* WHAT YOU NEED TO DO
Gather every line from the records below that contains the string "cloud", and list those lines in their original order.
·····
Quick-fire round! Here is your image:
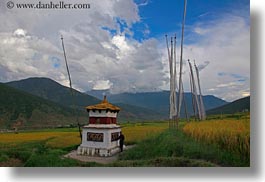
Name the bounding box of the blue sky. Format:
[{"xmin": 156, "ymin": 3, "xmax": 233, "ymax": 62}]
[
  {"xmin": 133, "ymin": 0, "xmax": 250, "ymax": 43},
  {"xmin": 0, "ymin": 0, "xmax": 250, "ymax": 101}
]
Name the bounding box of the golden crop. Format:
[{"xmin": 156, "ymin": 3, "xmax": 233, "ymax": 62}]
[{"xmin": 183, "ymin": 119, "xmax": 250, "ymax": 158}]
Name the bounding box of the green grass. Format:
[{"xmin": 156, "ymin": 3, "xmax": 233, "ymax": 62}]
[{"xmin": 117, "ymin": 130, "xmax": 249, "ymax": 166}]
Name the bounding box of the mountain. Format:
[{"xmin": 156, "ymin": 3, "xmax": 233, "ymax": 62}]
[
  {"xmin": 6, "ymin": 78, "xmax": 100, "ymax": 110},
  {"xmin": 207, "ymin": 96, "xmax": 250, "ymax": 114},
  {"xmin": 98, "ymin": 91, "xmax": 227, "ymax": 118},
  {"xmin": 0, "ymin": 83, "xmax": 87, "ymax": 129},
  {"xmin": 6, "ymin": 78, "xmax": 164, "ymax": 122}
]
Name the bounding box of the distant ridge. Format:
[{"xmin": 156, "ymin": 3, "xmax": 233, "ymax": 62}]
[
  {"xmin": 0, "ymin": 83, "xmax": 86, "ymax": 129},
  {"xmin": 206, "ymin": 96, "xmax": 250, "ymax": 114}
]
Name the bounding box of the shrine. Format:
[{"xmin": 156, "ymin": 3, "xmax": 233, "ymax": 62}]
[{"xmin": 77, "ymin": 96, "xmax": 121, "ymax": 157}]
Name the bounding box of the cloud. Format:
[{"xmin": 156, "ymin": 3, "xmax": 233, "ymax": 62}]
[
  {"xmin": 180, "ymin": 15, "xmax": 250, "ymax": 101},
  {"xmin": 0, "ymin": 0, "xmax": 250, "ymax": 101},
  {"xmin": 0, "ymin": 1, "xmax": 166, "ymax": 93}
]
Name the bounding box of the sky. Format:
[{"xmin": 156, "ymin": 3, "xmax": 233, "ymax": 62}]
[{"xmin": 0, "ymin": 0, "xmax": 250, "ymax": 101}]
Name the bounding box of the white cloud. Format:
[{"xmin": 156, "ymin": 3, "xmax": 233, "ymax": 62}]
[
  {"xmin": 0, "ymin": 0, "xmax": 164, "ymax": 93},
  {"xmin": 184, "ymin": 16, "xmax": 250, "ymax": 101}
]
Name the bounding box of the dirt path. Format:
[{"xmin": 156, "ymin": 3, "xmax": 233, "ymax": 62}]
[{"xmin": 64, "ymin": 145, "xmax": 134, "ymax": 164}]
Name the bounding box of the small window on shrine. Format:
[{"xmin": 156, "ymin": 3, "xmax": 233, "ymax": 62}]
[{"xmin": 96, "ymin": 118, "xmax": 100, "ymax": 124}]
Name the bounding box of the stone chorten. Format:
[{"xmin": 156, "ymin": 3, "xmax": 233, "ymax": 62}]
[{"xmin": 77, "ymin": 96, "xmax": 121, "ymax": 157}]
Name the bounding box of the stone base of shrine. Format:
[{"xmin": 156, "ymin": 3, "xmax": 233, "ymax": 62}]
[{"xmin": 77, "ymin": 145, "xmax": 120, "ymax": 157}]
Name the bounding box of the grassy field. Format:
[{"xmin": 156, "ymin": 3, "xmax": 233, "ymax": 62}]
[{"xmin": 0, "ymin": 117, "xmax": 250, "ymax": 167}]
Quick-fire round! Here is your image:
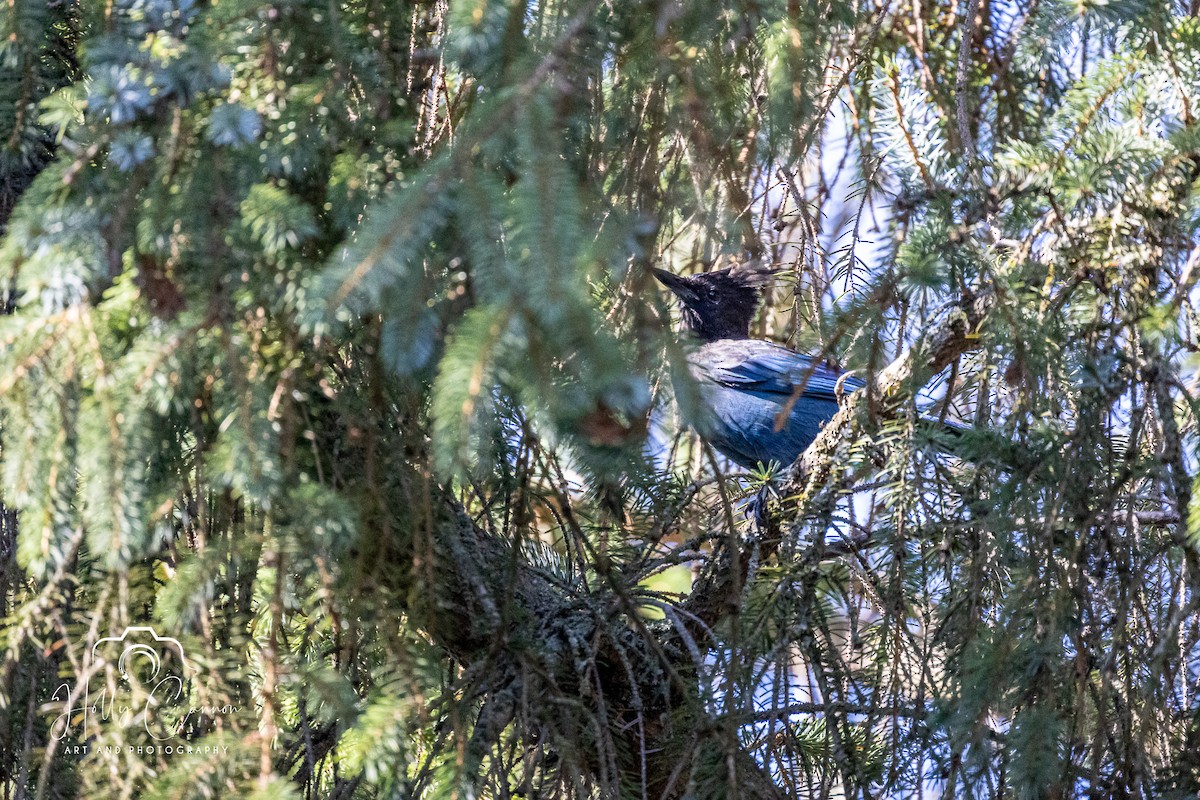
·····
* RESULT FOR THIS EXERCISE
Name the bounding box of the cloud. Format:
Name the bounding box of the white cloud. Format:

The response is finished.